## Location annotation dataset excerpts

* Begin *

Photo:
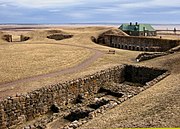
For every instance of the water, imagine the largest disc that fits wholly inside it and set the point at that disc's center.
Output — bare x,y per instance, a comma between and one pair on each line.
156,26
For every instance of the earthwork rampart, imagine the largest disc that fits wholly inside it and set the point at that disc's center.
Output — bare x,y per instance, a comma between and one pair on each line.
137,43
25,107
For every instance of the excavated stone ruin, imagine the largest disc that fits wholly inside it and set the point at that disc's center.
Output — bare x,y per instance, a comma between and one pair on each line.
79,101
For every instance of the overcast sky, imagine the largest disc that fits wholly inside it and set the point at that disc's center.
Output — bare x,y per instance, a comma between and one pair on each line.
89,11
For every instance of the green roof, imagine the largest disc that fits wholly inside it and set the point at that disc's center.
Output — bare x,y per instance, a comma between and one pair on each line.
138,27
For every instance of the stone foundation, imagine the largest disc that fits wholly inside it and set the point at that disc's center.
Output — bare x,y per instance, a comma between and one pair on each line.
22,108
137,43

* End *

## What is asked
Could you reproduce every line of the items above word for word, omitting the pictures?

## Answer to the problem
Photo:
For every instance of the water, imagine the largest disc that fits wholly inside it and set the point at that disc's center.
Output — bare x,y per instance, a comma between and one pair on each line.
156,26
For every instance of the earthwork rampart, imagine the largest disc that fits wholly inside it and set the point at that disc's center.
Output — bare x,y per instance, a comma between and one pair on each line.
137,43
25,107
For every instance of the excavated stone ruin, imagine the largest disc that fits wholly inside it and set the point at that disc's center.
Output — bare x,y per instance, a comma between and one pair on each line.
79,101
For every instance of the overcast sky, imagine the largest disc that fits wholly inside it and set the point at that disc's center.
Output — bare x,y per instance, a comma between and one pair on each line.
89,11
For every instance of the green roof, imagine the largest disc that fits wholly inside it and set the point at that disc's center.
Output — bare x,y per instance, a comma between and one pair on each line.
138,27
For every instance of the stone foundation, imagine the largest disc that fits wholly inside it and set the point at that disc's center.
Output — bare x,y per instance, a comma between and one pair on each line.
22,108
137,43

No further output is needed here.